**Task directions:** Rewrite the items between the lines holding "Could you please indicate the sky" and "Could you please indicate the riverbank", inclusive, as a numbered list with any blank lines dropped.

**Exercise data:**
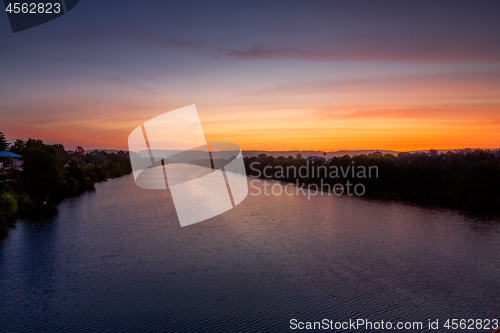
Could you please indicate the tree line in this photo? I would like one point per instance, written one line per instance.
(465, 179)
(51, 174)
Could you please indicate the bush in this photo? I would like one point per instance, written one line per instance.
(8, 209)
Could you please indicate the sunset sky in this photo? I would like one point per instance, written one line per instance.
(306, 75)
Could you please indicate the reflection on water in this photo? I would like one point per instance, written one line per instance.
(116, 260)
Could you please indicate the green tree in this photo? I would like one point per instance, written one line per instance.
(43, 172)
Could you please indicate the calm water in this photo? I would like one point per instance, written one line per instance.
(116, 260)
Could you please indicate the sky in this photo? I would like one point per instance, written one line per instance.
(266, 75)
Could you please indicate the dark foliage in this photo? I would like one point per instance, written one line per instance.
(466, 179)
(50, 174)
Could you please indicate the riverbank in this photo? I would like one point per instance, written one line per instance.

* * *

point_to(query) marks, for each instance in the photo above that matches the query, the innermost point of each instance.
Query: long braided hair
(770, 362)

**Right answer:**
1. Could you please indicate the sky in this photo? I would like one point per instance, written one line per instance.
2. (266, 75)
3. Could you please indicate the dark foliage in this photo? I would like one point per instance, written one line per instance.
4. (466, 179)
5. (50, 174)
6. Could you please indicate the riverbank in this photo? I would like one point per instance, written one line per instance.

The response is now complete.